***** Provided records *****

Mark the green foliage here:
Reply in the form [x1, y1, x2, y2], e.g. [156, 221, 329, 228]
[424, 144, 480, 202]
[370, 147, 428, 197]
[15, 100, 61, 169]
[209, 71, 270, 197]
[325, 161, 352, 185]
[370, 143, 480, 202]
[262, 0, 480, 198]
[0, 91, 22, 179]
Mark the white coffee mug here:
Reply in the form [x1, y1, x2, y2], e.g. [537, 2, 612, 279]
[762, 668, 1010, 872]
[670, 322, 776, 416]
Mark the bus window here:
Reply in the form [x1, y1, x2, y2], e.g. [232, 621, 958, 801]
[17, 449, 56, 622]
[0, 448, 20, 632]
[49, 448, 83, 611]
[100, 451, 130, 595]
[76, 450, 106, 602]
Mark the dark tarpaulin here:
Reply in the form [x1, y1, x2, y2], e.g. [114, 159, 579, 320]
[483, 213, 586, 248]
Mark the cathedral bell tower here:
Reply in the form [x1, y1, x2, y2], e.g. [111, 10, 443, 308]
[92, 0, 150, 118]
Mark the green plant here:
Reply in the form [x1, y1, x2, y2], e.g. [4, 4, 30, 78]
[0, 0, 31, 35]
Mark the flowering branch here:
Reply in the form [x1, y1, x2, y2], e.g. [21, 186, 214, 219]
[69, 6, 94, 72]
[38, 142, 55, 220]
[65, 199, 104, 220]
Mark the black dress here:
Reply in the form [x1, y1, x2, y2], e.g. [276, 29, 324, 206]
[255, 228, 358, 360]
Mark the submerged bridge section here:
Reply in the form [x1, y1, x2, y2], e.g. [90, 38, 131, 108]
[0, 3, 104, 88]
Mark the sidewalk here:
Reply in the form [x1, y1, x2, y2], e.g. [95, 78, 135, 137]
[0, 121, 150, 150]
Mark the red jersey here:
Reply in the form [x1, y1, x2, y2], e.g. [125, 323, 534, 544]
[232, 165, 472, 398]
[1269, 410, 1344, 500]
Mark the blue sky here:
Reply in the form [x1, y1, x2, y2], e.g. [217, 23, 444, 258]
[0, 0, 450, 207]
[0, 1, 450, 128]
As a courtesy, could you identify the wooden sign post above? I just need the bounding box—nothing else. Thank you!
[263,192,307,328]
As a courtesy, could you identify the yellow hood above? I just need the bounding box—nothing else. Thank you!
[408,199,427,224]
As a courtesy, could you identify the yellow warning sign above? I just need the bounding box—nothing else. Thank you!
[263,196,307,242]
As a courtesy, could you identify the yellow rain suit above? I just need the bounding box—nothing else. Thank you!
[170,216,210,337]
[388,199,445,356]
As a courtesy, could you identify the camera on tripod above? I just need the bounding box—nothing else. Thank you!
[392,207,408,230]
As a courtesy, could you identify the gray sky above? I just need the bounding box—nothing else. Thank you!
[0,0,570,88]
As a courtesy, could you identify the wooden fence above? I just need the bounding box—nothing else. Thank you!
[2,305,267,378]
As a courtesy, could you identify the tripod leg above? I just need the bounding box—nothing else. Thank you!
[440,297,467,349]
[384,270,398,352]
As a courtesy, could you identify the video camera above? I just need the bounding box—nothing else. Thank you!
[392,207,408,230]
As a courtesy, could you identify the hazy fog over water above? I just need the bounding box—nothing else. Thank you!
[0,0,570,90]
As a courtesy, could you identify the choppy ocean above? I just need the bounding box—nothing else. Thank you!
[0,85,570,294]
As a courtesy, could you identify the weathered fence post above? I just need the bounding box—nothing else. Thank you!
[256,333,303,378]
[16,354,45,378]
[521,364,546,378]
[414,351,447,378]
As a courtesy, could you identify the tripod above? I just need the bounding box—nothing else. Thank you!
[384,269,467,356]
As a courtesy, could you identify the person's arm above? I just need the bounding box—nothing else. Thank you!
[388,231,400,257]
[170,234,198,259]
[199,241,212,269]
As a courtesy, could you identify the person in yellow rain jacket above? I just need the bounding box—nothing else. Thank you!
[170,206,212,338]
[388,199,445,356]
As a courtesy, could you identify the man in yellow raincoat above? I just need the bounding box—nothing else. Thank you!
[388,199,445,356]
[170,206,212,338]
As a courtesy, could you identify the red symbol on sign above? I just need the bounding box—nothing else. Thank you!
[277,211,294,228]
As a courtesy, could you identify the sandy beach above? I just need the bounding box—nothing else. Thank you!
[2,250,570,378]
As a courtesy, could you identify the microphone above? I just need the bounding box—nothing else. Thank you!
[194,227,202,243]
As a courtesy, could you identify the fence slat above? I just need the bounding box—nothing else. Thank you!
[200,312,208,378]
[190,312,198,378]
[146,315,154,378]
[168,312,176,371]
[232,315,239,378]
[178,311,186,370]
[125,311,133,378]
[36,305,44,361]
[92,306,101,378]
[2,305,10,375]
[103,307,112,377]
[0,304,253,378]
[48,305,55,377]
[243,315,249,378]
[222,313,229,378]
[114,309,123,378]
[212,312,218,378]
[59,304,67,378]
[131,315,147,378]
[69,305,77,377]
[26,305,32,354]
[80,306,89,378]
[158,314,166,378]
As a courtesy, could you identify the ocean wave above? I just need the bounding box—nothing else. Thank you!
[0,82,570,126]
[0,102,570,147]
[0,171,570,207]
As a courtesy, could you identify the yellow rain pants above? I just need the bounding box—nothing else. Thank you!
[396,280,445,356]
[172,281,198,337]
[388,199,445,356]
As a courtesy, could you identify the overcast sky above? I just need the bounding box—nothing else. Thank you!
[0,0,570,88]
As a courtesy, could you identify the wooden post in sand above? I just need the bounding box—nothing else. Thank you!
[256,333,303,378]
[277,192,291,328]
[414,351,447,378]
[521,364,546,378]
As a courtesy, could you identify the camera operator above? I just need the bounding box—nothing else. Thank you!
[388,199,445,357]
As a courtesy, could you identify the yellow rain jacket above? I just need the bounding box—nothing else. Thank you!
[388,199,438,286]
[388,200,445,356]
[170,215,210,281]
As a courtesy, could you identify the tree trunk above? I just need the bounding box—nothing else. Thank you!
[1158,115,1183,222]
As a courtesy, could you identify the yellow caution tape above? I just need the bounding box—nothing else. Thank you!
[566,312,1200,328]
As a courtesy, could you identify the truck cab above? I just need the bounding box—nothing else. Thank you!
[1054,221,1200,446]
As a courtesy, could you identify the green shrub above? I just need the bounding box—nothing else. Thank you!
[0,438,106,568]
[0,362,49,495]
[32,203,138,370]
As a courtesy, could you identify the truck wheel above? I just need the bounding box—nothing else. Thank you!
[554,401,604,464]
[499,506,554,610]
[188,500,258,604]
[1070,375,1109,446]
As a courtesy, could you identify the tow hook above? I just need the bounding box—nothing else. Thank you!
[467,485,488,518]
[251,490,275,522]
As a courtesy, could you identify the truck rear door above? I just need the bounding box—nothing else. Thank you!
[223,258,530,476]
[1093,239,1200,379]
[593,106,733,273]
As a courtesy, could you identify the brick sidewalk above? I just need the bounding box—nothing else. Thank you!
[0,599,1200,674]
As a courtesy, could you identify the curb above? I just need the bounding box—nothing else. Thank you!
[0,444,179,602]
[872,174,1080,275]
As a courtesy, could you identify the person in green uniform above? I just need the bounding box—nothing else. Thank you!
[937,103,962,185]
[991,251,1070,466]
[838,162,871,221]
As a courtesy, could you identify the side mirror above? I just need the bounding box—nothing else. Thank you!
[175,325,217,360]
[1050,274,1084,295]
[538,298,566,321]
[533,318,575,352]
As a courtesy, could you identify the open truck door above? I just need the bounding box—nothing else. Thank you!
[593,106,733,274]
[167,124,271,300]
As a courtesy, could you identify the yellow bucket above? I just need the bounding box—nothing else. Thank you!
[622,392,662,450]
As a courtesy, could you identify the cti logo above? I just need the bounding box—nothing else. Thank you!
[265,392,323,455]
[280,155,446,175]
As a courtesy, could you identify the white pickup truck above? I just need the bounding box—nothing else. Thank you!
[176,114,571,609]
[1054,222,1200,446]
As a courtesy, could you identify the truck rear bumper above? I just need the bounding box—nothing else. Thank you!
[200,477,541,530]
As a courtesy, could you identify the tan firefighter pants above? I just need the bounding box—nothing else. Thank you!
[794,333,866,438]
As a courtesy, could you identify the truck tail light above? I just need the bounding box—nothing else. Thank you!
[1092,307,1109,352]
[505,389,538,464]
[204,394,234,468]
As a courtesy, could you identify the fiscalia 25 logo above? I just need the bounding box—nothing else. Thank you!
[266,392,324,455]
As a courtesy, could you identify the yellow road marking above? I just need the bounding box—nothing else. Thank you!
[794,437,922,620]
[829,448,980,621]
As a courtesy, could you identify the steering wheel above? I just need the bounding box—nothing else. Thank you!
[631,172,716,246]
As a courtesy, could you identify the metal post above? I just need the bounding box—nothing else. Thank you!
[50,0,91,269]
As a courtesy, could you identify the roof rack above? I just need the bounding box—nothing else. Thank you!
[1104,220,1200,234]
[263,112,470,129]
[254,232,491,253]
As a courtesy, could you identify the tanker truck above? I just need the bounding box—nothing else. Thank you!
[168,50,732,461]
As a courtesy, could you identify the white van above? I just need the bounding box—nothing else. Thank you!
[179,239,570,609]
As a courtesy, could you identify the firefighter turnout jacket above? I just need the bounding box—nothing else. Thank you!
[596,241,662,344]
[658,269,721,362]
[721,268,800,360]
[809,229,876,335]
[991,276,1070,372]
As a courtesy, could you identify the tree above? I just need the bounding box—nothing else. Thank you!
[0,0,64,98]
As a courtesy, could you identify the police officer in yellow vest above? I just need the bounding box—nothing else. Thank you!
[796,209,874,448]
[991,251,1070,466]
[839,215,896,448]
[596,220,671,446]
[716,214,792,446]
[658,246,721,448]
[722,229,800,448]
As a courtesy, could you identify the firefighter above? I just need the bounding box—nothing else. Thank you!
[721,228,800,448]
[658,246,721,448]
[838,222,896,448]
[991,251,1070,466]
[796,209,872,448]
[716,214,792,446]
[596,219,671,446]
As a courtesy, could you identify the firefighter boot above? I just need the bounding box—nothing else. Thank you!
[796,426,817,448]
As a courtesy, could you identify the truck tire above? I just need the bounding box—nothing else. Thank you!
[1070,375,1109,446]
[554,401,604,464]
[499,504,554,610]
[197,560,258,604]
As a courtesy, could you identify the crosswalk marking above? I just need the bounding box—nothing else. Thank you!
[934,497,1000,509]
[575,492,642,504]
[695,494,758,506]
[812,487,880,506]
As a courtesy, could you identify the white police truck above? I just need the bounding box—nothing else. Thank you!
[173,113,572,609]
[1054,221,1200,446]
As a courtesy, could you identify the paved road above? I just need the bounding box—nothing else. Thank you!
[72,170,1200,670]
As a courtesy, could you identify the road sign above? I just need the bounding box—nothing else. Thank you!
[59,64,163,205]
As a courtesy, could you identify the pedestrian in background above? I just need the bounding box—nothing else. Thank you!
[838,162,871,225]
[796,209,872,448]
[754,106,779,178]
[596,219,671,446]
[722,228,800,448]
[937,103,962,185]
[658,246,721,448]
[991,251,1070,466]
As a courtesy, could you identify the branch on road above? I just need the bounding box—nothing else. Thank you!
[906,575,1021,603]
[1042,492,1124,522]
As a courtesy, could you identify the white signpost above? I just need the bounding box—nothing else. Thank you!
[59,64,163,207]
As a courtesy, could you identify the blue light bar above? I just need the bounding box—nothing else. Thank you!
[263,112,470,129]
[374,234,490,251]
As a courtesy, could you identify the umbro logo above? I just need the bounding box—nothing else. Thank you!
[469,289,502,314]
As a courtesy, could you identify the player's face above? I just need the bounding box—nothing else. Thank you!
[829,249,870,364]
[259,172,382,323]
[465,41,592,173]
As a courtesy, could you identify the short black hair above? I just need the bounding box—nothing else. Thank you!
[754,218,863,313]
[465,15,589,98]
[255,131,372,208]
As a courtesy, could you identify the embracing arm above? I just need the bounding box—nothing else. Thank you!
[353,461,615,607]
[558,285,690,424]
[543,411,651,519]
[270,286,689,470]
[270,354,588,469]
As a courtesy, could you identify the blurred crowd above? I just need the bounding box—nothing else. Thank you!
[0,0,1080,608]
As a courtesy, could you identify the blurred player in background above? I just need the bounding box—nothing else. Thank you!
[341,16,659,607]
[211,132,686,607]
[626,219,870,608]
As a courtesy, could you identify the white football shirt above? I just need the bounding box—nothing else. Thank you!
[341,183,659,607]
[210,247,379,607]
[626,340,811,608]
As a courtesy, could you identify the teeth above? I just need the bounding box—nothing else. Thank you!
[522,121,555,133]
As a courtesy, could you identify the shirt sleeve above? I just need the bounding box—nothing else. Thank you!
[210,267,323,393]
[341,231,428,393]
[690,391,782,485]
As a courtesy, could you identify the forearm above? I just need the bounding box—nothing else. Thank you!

*****

• _Brief_
Copy the records word for word, starting with the line that contains "As a courtesy, could you identify the teeth" and continuing through the end of the records.

• _Reply_
As a courtesy, could you identify the teeth above? I just need the bounding box—nothing else. Thank you!
[522,121,555,133]
As a courtesy, could you identify the shirt sleeve above? I just need the bounding box—nothing else. Thank you!
[210,267,323,393]
[341,231,428,393]
[690,391,782,485]
As a courtesy, could you identify the forearm above? I just need the bounding box—nothing else. Thank you!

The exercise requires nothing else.